Show every line of the rows below that contains the word "balloon".
++++++++
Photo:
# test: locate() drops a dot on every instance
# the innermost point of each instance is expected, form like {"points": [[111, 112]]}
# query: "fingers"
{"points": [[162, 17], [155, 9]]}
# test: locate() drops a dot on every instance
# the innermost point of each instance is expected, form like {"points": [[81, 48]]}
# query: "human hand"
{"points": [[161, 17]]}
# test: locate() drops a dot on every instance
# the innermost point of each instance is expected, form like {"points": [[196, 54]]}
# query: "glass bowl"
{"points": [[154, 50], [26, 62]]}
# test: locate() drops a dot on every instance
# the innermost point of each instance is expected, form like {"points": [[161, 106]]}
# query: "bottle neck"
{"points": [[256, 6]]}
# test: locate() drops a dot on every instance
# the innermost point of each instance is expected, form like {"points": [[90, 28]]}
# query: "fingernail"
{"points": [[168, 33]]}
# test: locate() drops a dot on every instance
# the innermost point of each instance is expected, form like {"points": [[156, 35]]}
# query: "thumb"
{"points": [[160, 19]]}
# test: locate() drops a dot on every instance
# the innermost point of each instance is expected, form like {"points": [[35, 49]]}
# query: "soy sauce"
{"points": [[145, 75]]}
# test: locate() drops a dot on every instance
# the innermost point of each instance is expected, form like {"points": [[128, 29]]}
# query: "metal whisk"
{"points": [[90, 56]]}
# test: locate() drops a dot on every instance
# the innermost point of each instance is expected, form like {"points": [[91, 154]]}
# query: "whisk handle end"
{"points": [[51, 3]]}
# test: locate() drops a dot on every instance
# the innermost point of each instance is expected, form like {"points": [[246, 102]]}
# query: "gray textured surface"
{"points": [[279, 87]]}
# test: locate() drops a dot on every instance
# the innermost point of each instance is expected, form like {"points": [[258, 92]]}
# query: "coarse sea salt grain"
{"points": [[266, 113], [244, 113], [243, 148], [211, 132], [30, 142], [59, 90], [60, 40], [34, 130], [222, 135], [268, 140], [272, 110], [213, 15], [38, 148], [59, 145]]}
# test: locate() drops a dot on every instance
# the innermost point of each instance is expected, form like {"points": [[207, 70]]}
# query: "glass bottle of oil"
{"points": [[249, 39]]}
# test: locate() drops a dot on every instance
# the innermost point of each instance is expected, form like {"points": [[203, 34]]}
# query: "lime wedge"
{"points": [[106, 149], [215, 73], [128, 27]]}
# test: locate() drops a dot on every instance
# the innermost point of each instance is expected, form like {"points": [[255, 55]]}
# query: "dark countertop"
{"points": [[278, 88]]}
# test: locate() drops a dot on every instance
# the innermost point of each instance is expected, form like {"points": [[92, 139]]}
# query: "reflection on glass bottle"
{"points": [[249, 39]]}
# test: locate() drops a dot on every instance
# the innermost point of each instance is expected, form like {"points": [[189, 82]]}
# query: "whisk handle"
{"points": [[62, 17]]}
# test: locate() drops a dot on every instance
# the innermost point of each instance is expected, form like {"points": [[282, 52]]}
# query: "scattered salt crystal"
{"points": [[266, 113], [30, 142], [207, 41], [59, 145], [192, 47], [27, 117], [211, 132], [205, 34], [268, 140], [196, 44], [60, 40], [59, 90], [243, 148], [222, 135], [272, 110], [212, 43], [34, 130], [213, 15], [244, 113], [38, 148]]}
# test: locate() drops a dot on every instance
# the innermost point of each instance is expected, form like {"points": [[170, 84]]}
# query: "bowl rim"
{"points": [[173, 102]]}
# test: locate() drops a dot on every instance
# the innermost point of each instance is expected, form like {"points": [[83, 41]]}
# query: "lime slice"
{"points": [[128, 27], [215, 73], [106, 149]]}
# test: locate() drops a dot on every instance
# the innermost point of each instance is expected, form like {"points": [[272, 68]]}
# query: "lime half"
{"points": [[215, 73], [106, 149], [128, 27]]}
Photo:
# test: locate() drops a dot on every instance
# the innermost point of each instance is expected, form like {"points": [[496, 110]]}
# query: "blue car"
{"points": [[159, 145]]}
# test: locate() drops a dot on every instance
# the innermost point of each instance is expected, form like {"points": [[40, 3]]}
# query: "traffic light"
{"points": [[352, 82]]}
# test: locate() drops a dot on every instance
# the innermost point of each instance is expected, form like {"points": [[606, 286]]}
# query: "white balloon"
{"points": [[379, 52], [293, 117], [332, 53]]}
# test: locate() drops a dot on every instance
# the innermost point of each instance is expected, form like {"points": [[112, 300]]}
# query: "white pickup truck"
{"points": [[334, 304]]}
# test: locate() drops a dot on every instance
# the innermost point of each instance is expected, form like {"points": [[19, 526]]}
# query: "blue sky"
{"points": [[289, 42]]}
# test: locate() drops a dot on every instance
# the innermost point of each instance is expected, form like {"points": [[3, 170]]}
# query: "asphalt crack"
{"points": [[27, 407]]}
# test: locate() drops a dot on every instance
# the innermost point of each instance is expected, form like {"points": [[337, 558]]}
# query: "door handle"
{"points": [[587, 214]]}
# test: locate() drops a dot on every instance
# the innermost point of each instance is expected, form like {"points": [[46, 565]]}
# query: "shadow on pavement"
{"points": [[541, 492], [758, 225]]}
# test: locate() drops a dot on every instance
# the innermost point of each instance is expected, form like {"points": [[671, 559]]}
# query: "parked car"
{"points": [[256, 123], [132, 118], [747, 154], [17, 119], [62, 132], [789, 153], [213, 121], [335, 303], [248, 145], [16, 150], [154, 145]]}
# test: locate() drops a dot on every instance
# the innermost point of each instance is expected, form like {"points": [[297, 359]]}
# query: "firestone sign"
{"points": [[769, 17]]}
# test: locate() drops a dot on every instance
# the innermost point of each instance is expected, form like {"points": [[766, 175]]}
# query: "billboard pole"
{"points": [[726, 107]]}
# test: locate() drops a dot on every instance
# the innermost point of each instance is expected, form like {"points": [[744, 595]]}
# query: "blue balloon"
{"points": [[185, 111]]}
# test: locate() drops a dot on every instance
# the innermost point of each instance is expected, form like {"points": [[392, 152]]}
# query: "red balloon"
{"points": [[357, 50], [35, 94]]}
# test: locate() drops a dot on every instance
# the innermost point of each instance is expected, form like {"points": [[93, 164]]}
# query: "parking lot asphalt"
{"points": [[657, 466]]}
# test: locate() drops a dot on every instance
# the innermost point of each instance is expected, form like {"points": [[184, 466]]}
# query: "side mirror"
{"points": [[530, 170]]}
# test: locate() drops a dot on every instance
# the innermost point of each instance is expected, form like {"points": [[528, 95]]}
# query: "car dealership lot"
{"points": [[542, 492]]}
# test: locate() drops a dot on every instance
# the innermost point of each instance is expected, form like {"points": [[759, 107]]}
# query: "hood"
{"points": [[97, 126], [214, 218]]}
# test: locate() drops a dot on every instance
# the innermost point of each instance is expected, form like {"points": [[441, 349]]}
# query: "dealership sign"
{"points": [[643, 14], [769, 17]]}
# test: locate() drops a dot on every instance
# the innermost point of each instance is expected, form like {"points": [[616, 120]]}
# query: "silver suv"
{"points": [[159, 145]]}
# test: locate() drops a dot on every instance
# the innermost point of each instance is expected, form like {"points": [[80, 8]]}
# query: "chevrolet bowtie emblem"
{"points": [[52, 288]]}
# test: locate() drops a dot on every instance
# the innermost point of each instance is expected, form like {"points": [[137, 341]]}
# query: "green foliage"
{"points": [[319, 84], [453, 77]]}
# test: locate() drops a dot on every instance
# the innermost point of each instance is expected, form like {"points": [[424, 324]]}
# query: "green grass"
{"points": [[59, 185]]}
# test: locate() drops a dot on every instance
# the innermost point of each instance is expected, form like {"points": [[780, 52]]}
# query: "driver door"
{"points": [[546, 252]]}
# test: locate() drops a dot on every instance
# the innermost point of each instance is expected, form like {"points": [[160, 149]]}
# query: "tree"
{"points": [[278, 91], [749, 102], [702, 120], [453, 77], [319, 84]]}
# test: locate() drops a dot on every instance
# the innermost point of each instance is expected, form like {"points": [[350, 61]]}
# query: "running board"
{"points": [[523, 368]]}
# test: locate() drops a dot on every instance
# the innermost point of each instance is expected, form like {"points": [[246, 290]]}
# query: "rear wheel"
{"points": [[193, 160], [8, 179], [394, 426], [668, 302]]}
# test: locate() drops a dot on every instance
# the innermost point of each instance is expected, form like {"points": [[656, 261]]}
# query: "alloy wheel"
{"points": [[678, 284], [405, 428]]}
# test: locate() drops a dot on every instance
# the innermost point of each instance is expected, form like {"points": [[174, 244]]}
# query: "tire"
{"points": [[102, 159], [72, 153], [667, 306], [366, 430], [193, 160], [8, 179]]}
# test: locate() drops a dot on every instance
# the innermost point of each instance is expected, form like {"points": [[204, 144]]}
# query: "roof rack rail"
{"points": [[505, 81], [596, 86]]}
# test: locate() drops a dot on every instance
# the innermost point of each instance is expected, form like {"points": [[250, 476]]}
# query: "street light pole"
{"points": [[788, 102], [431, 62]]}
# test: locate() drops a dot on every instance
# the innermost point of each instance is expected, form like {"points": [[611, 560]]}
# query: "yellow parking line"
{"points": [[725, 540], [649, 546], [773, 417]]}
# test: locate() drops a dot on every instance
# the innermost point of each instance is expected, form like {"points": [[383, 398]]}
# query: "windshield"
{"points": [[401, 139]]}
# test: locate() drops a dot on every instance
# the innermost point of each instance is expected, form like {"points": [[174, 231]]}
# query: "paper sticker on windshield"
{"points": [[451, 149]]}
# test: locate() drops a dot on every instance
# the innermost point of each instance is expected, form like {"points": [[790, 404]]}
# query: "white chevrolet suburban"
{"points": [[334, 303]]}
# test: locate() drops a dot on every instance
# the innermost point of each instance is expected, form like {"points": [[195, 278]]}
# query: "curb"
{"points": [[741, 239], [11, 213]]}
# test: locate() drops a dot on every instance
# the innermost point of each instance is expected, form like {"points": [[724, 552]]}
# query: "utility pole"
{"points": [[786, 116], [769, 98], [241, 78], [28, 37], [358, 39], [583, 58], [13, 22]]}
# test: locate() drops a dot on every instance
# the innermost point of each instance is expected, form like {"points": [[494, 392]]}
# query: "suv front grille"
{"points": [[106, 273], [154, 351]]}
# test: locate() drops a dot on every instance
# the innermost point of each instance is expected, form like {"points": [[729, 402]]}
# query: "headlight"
++++++++
→ Written answer
# query: "white balloon"
# query: "blue balloon"
# query: "red balloon"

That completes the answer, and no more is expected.